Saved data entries
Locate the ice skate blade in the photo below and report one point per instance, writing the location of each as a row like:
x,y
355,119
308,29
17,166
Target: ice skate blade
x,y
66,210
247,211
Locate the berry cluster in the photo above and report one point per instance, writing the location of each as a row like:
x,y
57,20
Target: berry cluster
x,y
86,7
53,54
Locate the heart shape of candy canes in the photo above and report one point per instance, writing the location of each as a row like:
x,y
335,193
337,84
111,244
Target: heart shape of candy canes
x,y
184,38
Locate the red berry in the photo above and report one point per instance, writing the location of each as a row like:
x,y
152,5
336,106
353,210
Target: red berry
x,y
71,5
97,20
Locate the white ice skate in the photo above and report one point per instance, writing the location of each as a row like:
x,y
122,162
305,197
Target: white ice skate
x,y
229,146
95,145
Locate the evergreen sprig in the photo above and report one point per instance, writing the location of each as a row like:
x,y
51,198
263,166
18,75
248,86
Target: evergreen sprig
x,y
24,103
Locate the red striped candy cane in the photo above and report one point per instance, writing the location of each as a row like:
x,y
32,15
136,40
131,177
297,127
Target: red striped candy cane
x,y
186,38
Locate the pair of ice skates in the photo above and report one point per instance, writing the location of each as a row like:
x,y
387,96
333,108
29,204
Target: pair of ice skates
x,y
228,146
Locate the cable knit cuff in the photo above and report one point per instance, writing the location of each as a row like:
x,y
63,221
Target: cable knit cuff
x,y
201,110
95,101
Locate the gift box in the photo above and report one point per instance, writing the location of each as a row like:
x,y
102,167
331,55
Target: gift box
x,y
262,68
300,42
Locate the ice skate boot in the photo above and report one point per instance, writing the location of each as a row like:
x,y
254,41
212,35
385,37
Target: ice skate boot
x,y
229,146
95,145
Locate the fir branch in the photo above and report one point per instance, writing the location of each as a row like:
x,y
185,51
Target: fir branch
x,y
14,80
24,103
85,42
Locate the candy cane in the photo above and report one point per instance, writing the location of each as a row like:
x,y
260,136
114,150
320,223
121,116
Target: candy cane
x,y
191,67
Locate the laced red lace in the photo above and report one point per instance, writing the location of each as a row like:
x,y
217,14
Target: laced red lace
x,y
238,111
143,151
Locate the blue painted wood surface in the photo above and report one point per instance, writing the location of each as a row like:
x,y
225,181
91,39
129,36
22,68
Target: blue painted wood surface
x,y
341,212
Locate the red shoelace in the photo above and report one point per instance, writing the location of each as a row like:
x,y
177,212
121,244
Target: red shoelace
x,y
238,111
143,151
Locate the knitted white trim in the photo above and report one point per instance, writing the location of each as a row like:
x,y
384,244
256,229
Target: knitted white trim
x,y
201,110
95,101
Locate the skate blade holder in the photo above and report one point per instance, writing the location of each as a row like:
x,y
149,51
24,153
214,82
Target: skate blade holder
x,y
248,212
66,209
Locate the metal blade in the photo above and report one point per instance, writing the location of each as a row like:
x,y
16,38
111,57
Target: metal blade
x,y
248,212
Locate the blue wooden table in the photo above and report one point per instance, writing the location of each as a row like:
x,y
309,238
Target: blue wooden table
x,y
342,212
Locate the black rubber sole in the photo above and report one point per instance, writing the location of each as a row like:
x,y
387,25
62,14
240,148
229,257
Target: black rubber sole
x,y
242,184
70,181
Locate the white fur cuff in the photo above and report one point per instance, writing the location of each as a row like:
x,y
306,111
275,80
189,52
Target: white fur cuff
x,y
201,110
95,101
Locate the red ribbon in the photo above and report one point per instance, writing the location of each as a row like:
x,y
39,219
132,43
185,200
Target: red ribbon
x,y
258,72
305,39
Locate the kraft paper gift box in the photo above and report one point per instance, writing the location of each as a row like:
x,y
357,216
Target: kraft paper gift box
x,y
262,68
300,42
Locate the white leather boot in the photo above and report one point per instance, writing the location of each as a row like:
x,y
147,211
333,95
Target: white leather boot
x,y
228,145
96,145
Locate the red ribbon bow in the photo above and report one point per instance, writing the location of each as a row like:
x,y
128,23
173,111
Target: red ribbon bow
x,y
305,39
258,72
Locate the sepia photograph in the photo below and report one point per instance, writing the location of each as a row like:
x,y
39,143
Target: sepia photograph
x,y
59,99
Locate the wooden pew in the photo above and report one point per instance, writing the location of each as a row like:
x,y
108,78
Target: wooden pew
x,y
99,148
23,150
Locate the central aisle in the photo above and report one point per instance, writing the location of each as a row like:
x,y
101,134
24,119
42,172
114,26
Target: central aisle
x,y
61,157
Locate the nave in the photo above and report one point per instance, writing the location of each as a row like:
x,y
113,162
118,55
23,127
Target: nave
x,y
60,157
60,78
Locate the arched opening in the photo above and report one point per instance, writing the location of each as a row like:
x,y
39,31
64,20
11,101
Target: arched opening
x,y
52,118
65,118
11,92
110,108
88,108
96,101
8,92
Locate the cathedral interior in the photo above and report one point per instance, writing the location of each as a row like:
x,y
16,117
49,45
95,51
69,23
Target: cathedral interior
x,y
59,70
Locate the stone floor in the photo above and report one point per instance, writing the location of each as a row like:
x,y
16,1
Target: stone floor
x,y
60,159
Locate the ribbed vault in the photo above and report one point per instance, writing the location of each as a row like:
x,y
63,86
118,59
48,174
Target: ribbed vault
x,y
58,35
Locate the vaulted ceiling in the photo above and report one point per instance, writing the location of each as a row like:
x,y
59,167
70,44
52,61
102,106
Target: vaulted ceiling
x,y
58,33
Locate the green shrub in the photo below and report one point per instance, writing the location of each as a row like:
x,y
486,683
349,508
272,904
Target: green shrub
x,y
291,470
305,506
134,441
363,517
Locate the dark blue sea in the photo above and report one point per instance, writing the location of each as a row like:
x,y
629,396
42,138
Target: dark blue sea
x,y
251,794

REQUIRED ACTION =
Copy out every record exactly.

RESULT FOR THIS TASK =
Locate the ice skate blade in the photo below and report one point per instance, writing the location of each as a row like:
x,y
355,119
308,29
17,166
Target: ice skate blade
x,y
66,210
247,211
Locate the berry cluster in the photo above and report one point per instance, writing the location of each as a row like:
x,y
57,20
Target: berry cluster
x,y
86,7
53,54
Locate the heart shape of candy canes in the photo above and report one point per instance, writing the location of each as a row like:
x,y
335,193
337,84
111,244
Target: heart shape of candy canes
x,y
184,38
Locate the red berry in the photo above and report one point per instance, writing the location of each as a row like:
x,y
152,5
336,106
353,210
Target: red berry
x,y
71,5
97,20
Locate the white ice skate in the photo above and report one point per instance, writing the location of each as a row like:
x,y
122,162
305,197
Target: white ice skate
x,y
229,146
95,145
Locate the evergreen sprig in the photo above and report one point per instance, writing the location of each as a row like:
x,y
51,198
263,166
18,75
248,86
Target: evergreen sprig
x,y
24,103
Locate the red striped candy cane in the photo above and report one point per instance, writing the location of each as a row like:
x,y
32,15
136,40
131,177
297,127
Target: red striped candy cane
x,y
186,38
Locate the pair of ice skates in the photo above and report one point per instance, writing the location of each as a row like:
x,y
387,96
333,108
29,204
Target: pair of ice skates
x,y
228,146
Locate the cable knit cuff in the photo above and report one point per instance, writing the location of each as a row like:
x,y
63,221
Target: cable knit cuff
x,y
201,110
95,101
Locate the gift box in the photo above and report one point per instance, writing the location of each as a row like:
x,y
102,167
331,55
Target: gift box
x,y
262,68
300,42
Locate the ice skate boot in the photo above and report one point per instance, writing the location of each as a row like:
x,y
254,41
212,35
385,37
Target: ice skate boot
x,y
229,146
95,145
Locate the fir branch in the photo above and report one point per instance, writing the location of each as a row like:
x,y
185,51
Target: fir branch
x,y
14,80
24,103
85,42
Locate the candy cane in the photo above and report one point per instance, writing the location of each as a row like:
x,y
260,136
114,150
320,223
121,116
Target: candy cane
x,y
191,67
Locate the laced red lace in the photo above and report one point per instance, writing the location of each as a row like:
x,y
217,14
Target: laced red lace
x,y
238,111
143,151
Locate the blue painted wood surface in the photo above and report one point per instance, writing the location of each as a row like:
x,y
225,181
91,39
129,36
22,68
Target: blue painted wood surface
x,y
341,212
Locate the red shoelace in the photo above and report one point per instance, writing the location of each as a row like:
x,y
177,212
121,244
Target: red shoelace
x,y
238,111
143,151
Locate the knitted white trim in the photo above and report one point per instance, writing the location of each as a row like:
x,y
384,244
256,229
Target: knitted white trim
x,y
201,110
95,101
Locate the skate blade holder in the photo above and report one point per instance, writing the location of each as a row like:
x,y
149,51
24,153
214,82
Target: skate blade holder
x,y
248,212
66,209
Locate the metal blade in the photo above and report one point per instance, writing the location of each as a row like:
x,y
16,38
111,57
Target: metal blade
x,y
248,212
Locate the blue wooden table in the photo above and report one point per instance, writing the location of each as a row like:
x,y
309,238
Target: blue wooden table
x,y
342,212
Locate the black rubber sole in the photo above and report one point per instance, writing the location of each as a row like:
x,y
387,25
62,14
240,148
229,257
Target: black rubber sole
x,y
242,184
70,181
Locate the white fur cuff in the photo above and report one point per instance, writing the location of each as a row like:
x,y
306,111
275,80
189,52
Target: white fur cuff
x,y
201,110
95,101
Locate the red ribbon in the photo above and report one point per instance, writing the location of each as a row like:
x,y
39,219
132,43
185,200
Target: red ribbon
x,y
258,72
305,39
Locate the kraft paper gift box in the photo above and report one point per instance, writing the location of each as a row like:
x,y
357,216
Target: kraft paper gift box
x,y
262,68
300,42
Locate the white leather boot in the photo above and report one point per instance, writing the location of each as a row like:
x,y
147,211
333,95
Target: white leather boot
x,y
228,145
96,145
Locate the red ribbon bow in the photo above and report one point per instance, writing the location of each as a row like:
x,y
128,23
173,111
Target: red ribbon bow
x,y
305,39
258,72
Locate the sepia photograph in the photo below and report one point per instance, writing the location of each as a row like:
x,y
39,143
Target: sepia photograph
x,y
59,99
Locate the wooden pew in the photo above and report one point per instance, writing the location of each as a row like:
x,y
108,78
Target: wooden pew
x,y
99,148
23,150
Locate the central aisle in the photo above and report one point per instance, writing the location of each as a row like:
x,y
101,134
24,119
42,172
114,26
Target: central aisle
x,y
61,157
Locate the nave in the photo above and report one point per instance, writing the location of each as a row like:
x,y
113,162
118,55
23,127
Target: nave
x,y
60,157
60,78
Locate the arched opening in the photo above and report one point per instance, writing the location of each as a row like:
x,y
39,31
64,20
11,101
Target: arched opening
x,y
52,118
65,118
11,92
110,108
88,108
96,101
8,92
Locate the cathedral interior in the photo above and report one point per instance, writing the location of each as a row like:
x,y
16,117
49,45
95,51
69,23
Target: cathedral interior
x,y
59,70
Locate the stone floor in the photo above and report one point per instance, writing the location of each as a row like:
x,y
16,1
Target: stone floor
x,y
60,159
Locate the ribbed vault in the photo above and report one point per instance, writing the location of each as a row like:
x,y
63,86
118,59
48,174
Target: ribbed vault
x,y
58,35
Locate the vaulted ceiling in the photo above and report one point per instance, writing the location of each as a row like:
x,y
59,167
70,44
52,61
102,106
Target: vaulted ceiling
x,y
58,33
Locate the green shrub in the photo below and report one point per instance, writing the location of each as a row like:
x,y
486,683
349,508
272,904
Target: green shrub
x,y
291,470
305,506
134,441
363,517
Locate the dark blue sea in the photo above and report one point per instance, writing the location of each as a row like:
x,y
629,396
42,138
Target: dark blue sea
x,y
251,794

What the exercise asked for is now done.